### PROBLEM REQUIREMENTS
Reproduce all of the records below with each occurrence of "even-odd rule" replaced by "parity rule" and every other character left as is. Omit the pictures from the output.
● ● ● ● ●
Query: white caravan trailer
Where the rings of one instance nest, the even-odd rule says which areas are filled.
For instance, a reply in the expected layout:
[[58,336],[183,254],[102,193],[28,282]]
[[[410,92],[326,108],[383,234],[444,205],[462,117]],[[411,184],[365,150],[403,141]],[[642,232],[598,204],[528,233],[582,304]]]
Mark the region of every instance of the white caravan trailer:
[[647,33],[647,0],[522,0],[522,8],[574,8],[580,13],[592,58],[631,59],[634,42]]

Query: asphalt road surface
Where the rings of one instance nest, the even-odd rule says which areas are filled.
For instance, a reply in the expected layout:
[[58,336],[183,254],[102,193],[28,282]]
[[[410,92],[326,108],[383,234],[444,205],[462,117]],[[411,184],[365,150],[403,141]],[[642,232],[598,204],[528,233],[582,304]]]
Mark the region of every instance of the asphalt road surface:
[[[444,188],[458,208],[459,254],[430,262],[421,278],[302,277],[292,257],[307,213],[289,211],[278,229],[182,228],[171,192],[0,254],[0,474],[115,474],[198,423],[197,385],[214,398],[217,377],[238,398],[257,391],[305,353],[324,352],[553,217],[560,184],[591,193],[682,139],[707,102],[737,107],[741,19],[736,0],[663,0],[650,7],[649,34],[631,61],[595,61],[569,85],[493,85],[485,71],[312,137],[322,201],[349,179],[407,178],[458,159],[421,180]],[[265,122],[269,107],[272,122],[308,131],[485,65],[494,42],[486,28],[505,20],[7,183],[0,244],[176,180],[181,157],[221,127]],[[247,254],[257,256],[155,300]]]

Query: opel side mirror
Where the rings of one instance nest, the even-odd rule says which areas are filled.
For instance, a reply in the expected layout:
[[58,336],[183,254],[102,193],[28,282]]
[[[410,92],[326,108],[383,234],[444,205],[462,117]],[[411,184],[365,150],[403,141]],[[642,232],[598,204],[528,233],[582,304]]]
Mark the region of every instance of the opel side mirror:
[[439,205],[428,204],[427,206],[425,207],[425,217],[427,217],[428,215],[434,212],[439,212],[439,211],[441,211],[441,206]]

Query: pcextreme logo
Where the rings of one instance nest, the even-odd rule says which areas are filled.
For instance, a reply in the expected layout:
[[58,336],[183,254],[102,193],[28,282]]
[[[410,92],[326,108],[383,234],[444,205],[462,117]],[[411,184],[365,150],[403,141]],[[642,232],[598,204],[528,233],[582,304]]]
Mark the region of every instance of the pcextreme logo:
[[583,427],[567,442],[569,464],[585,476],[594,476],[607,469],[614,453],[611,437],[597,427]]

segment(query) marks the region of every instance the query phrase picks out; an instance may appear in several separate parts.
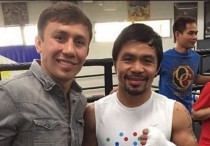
● ● ● ● ●
### REPLY
Query: white caravan trailer
Where the rings of one instance nest, the parity rule says which areas are filled.
For instance, a reply in the expected layout:
[[58,336],[183,254],[102,193],[28,282]]
[[[410,92],[326,108],[383,234],[444,205],[462,117]],[[411,184],[365,150],[403,141]],[[642,232],[598,204],[528,233],[582,304]]]
Mark the region of every instance of the white caravan trailer:
[[647,33],[647,0],[522,0],[522,8],[574,8],[580,13],[592,58],[631,59],[634,42]]

Query: asphalt road surface
Where the rings of one instance nest, the parity rule says which areas are filled.
For instance, a reply in the expected layout:
[[58,336],[183,254],[102,193],[28,282]]
[[[410,92],[326,108],[383,234],[444,205],[462,117]],[[411,184],[365,150],[403,141]],[[642,232],[598,204],[528,233],[582,304]]]
Mark the region of every instance of the asphalt road surface:
[[[444,188],[458,208],[459,254],[430,262],[421,278],[302,277],[292,257],[307,213],[289,211],[278,229],[182,228],[171,192],[0,254],[0,474],[115,474],[198,423],[197,385],[214,398],[217,377],[238,398],[257,391],[305,353],[324,352],[553,217],[560,184],[591,193],[682,139],[707,102],[737,107],[741,19],[736,0],[663,0],[650,7],[649,34],[631,61],[595,61],[569,85],[493,85],[485,71],[312,137],[322,201],[349,179],[407,178],[458,159],[421,180]],[[265,122],[269,107],[272,122],[308,131],[485,65],[494,42],[486,28],[505,20],[7,183],[0,244],[176,180],[181,157],[221,127]],[[247,254],[257,256],[155,300]]]

Query: opel side mirror
Where the rings of one instance nest, the parity rule says which areas are filled.
For instance, a reply in the expected layout:
[[58,336],[183,254],[102,193],[28,282]]
[[[410,92],[326,108],[383,234],[444,205],[462,117]],[[411,184],[365,150],[403,141]],[[642,232],[598,204],[528,233],[582,304]]]
Mark the region of every instance of the opel side mirror:
[[439,205],[428,204],[427,206],[425,207],[425,217],[427,217],[428,215],[434,212],[439,212],[439,211],[441,211],[441,206]]

Query: pcextreme logo
Where the rings of one instance nest, the parity rule says which areas are filled.
For instance, a reply in the expected layout:
[[58,336],[183,254],[102,193],[28,282]]
[[[410,92],[326,108],[383,234],[444,205],[462,117]],[[411,184],[365,150],[403,141]],[[642,232],[598,204],[528,233],[582,304]]]
Mark the region of every instance of the pcextreme logo:
[[583,427],[567,442],[569,464],[585,476],[594,476],[607,469],[614,453],[611,437],[597,427]]

segment(query) marks the region of every instance the query phrase picks out; an instance may appear in several separate parts.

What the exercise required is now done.